- [Directions for this task]:
The entries below are to be repeated exactly as they stand.

- [Data]:
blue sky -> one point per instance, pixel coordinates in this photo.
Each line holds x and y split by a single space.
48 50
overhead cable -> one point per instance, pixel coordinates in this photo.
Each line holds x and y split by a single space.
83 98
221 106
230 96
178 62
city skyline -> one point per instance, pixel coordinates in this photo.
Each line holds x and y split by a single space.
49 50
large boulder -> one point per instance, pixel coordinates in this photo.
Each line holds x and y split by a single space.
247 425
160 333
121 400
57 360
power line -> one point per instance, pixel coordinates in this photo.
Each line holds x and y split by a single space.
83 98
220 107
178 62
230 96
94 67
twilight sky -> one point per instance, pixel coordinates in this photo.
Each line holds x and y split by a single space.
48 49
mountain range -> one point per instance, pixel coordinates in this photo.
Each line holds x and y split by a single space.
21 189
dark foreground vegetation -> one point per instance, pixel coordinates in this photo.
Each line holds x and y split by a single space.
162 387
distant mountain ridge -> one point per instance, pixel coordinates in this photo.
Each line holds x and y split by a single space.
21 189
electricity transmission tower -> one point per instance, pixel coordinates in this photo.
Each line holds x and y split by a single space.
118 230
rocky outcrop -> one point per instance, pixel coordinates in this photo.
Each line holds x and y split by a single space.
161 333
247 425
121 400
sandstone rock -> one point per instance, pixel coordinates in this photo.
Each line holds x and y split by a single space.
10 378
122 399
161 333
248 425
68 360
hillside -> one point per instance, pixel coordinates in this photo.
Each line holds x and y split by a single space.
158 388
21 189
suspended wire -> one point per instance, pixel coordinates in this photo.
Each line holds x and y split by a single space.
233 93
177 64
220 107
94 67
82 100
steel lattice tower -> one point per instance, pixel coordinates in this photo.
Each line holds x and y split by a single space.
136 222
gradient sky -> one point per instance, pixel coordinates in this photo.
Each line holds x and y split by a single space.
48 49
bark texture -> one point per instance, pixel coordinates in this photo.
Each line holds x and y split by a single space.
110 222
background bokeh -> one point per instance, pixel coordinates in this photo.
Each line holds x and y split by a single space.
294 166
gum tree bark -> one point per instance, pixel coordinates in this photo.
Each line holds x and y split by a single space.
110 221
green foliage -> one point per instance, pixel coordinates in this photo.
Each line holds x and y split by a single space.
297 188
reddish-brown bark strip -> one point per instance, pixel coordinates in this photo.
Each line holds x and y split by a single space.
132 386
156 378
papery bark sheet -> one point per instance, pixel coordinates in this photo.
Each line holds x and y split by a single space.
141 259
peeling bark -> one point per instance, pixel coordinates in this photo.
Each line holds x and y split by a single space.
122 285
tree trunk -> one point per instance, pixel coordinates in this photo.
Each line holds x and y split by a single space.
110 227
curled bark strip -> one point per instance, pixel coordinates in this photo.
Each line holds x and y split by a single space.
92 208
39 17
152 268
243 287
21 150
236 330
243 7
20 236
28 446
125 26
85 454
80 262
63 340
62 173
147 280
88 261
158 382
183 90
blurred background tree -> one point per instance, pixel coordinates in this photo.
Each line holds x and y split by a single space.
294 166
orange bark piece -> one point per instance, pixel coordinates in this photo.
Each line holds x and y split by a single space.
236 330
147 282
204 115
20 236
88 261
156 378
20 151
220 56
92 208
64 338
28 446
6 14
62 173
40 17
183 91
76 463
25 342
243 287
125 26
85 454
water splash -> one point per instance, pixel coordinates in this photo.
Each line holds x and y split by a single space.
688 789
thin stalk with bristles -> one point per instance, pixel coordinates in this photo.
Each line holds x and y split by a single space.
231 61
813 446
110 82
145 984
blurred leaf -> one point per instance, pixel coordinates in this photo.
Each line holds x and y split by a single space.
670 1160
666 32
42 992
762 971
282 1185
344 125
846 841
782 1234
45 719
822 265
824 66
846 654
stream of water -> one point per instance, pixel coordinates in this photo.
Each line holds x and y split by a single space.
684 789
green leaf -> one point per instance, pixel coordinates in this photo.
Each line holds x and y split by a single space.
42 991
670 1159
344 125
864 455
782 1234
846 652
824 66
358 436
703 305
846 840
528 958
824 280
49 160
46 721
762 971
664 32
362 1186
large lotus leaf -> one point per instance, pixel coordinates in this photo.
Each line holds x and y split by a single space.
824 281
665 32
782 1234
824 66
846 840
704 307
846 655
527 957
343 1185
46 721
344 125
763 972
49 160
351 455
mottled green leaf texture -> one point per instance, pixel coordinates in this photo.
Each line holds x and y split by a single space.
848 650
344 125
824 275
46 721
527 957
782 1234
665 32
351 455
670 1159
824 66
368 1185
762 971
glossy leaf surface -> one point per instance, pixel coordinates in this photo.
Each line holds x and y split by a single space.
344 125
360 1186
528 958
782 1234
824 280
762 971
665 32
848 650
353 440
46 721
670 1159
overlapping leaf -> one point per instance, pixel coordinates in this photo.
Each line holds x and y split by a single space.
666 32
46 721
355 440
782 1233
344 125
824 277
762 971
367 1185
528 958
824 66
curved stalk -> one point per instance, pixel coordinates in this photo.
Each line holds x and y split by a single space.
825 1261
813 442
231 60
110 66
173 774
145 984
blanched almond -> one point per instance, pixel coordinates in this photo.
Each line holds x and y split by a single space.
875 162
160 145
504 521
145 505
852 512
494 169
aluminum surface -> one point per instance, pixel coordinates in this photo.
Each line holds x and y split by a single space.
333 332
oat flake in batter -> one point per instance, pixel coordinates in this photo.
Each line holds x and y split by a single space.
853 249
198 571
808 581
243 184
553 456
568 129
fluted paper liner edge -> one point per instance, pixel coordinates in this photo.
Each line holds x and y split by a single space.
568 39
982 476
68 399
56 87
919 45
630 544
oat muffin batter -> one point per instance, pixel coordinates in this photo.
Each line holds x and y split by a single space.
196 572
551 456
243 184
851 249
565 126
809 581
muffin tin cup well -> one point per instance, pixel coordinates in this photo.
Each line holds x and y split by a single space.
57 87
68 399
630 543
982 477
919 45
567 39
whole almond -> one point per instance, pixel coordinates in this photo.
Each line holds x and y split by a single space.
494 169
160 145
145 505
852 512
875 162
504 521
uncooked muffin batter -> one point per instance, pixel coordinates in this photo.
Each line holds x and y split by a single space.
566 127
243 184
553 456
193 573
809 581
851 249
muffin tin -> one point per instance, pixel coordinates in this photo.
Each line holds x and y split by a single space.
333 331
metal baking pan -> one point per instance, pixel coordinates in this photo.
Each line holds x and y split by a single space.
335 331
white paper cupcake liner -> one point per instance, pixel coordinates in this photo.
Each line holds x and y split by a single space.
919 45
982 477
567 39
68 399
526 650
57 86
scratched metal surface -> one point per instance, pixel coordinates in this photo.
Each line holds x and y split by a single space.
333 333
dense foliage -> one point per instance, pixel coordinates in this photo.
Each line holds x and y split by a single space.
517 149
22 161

- [Your response]:
blue sky -> one point per instance, pixel coordinates in this photo.
Each line holds x and y split by a single space.
48 50
overhead cable -> one point per instance, pixel coordinates in this photo.
Each line holds x and y split by a single space.
83 98
221 106
230 96
178 62
city skyline -> one point per instance, pixel coordinates in this photo.
Each line holds x and y split by a single space.
49 50
large boulder -> one point per instance, pixel coordinates in this photo.
Each line holds x and y split by a single space.
247 425
160 333
121 400
57 360
power line -> one point per instance, pixel coordinates in this photo.
Each line holds x and y split by a single space.
83 98
220 107
178 62
230 96
94 67
twilight sky -> one point per instance, pixel coordinates in this photo.
Each line holds x and y split by a single space.
48 49
mountain range -> one point per instance, pixel coordinates in this photo.
Each line holds x and y split by a single space.
21 189
dark foreground vegetation -> one point per instance, pixel coordinates in this photo.
Each line holds x and y split by a single space.
162 387
distant mountain ridge -> one point per instance, pixel coordinates in this photo.
Each line holds x and y split by a single space.
21 189
electricity transmission tower -> one point per instance, pixel coordinates in this photo.
Each line holds x and y split by a single space.
118 230
rocky outcrop -> one point per instance, pixel coordinates in this photo.
Each line holds x and y split by a single space.
161 333
247 425
121 400
sandstone rock -> one point per instance, pixel coordinates in this photo.
Each line holds x and y split by a single space.
10 378
122 399
161 333
248 425
68 360
hillside -> one point per instance, pixel coordinates in this photo.
Each line holds x and y split by a single space.
158 388
21 189
suspended wire -> one point per instance, pixel coordinates in this photo.
Each line holds x and y split by a single space.
233 93
177 64
220 107
94 67
82 100
steel lattice tower -> one point per instance, pixel coordinates in this photo.
Each line holds x and y split by a single space.
136 222
gradient sky -> one point per instance, pixel coordinates in this photo.
Each line holds x and y split by a single space.
48 49
bark texture -> one point per instance, pixel coordinates in this photo.
Each line holds x and y split by a single space.
110 222
background bokeh -> one point per instance, pixel coordinates in this photo.
Each line holds x and y split by a single space.
294 166
gum tree bark -> one point per instance, pixel coordinates in this photo.
Each line holds x and y split by a single space.
110 221
green foliage -> one point per instance, pixel coordinates in this photo.
Each line holds x and y split by a single space.
297 188
reddish-brown bark strip -> one point per instance, pixel coordinates in this photo.
Each line holds x and y split by a single space.
132 386
156 378
papery bark sheet -> one point per instance, pixel coordinates in this photo.
Each line holds x and y split by a single space.
141 259
peeling bark -> one point per instance, pixel coordinates in this photo.
Each line holds x and y split by a single space.
122 285
tree trunk -> one point per instance, pixel coordinates in this photo.
Each line holds x and y split by a single space.
110 227
curled bark strip -> one point per instance, pixel coordinates in this photo.
Each line holds x and y split by a single space.
92 208
39 17
152 268
243 287
21 150
236 330
243 7
20 236
28 446
125 26
85 454
80 262
63 340
62 173
147 280
88 261
158 382
183 90
blurred background tree -> one point per instance, pixel coordinates in this photo.
Each line holds x and y split by a single space.
294 166
orange bark piece -> one point per instance, pixel coordinates in this photo.
Each line holds x and y split by a single space.
236 330
147 282
204 115
20 236
88 261
156 378
20 151
220 56
92 208
64 338
28 446
6 14
62 173
40 17
183 91
76 463
25 342
243 287
125 26
85 454
water splash -> one point per instance, pixel coordinates in this photo.
Each line holds x and y split by a single space.
688 789
thin stalk with bristles -> one point per instance, pixel coordinates in this photo.
Each line holds x and y split by a single space.
231 61
813 446
110 82
145 984
blurred leaf -> one point per instance, pixel coordinates in this photo.
Each line holds x and y split by a single space.
670 1160
666 32
42 992
762 971
282 1185
344 125
846 841
782 1234
45 719
822 265
824 66
846 654
stream of water -> one point per instance, pixel coordinates in this photo.
Each line holds x and y split by a single space.
684 789
green leaf -> one point per instance, pixel coordinates in this photo.
Each line holds x and y split by a single space.
42 991
670 1159
344 125
864 455
782 1234
846 652
824 66
358 436
703 305
846 840
528 958
824 280
49 160
46 721
762 971
664 32
362 1186
large lotus leaf -> one point per instance, pixel coordinates in this photo.
Each line holds x and y split by a single space.
824 281
665 32
782 1234
824 66
846 840
704 307
846 655
527 957
343 1185
46 721
344 125
763 972
49 160
351 455
mottled green leaf texture -> one point per instance, pixel coordinates in this photo.
Each line holds x and y split by a single space.
848 650
344 125
824 275
46 721
527 957
782 1234
665 32
351 455
670 1159
824 66
368 1185
762 971
glossy leaf surface -> one point per instance, pixel coordinates in this photo.
Each line holds x and y split by a single space.
344 125
360 1186
528 958
782 1234
824 280
762 971
665 32
848 650
353 440
46 721
670 1159
overlapping leaf -> one point per instance, pixel coordinates in this photo.
Each line holds x and y split by a single space.
666 32
46 721
355 440
782 1233
344 125
824 277
762 971
367 1185
528 958
824 66
curved stalk -> one point per instance, pixel coordinates in this photo.
Each line holds x and y split by a single space.
825 1261
813 442
231 60
110 66
173 774
145 984
blanched almond -> one point per instance, pixel coordinates in this photo.
Each line holds x and y split by a single space.
875 162
160 145
504 521
145 505
852 512
494 169
aluminum surface -> one point per instance, pixel coordinates in this photo.
Each line holds x and y split by a single space.
333 332
oat flake in batter -> one point per instance, pixel coordinates in this photo.
Each line holds x and y split by a single space.
853 249
198 571
808 581
243 184
553 456
568 129
fluted paper liner edge -> one point per instance, pixel coordinates in this photo.
Each line holds x and y split by a single space.
568 39
982 476
68 399
56 87
919 45
630 544
oat muffin batter -> one point per instance, pixel coordinates in this photo.
Each line holds x and y split by a single space.
196 572
551 456
243 184
851 249
565 126
809 581
muffin tin cup well -> one point per instance, pixel coordinates in this photo.
Each line holds x and y split by a single space.
57 87
68 399
630 543
982 477
919 45
567 39
whole almond -> one point per instance, pixel coordinates in this photo.
Each line holds x and y split by a single space.
494 169
160 145
145 505
852 512
875 162
504 521
uncooked muffin batter -> one point per instance, pixel coordinates in this photo.
Each line holds x and y split by a single space.
566 127
243 184
553 456
193 573
809 581
851 249
muffin tin -> one point per instance, pixel coordinates in this photo.
Each line holds x and y split by a single space.
333 331
metal baking pan -> one point per instance, pixel coordinates in this photo.
Each line holds x and y split by a single space.
335 331
white paper cupcake liner -> one point per instance, pixel coordinates in this photo.
Each line holds x and y split by a single space.
919 45
982 477
567 39
68 399
526 650
57 86
scratched metal surface -> one point per instance, pixel coordinates in this photo.
Each line holds x and y split by a single space.
333 333
dense foliage -> one point per instance, pixel coordinates in this photo.
Each line holds x and y split by a single space.
517 149
22 161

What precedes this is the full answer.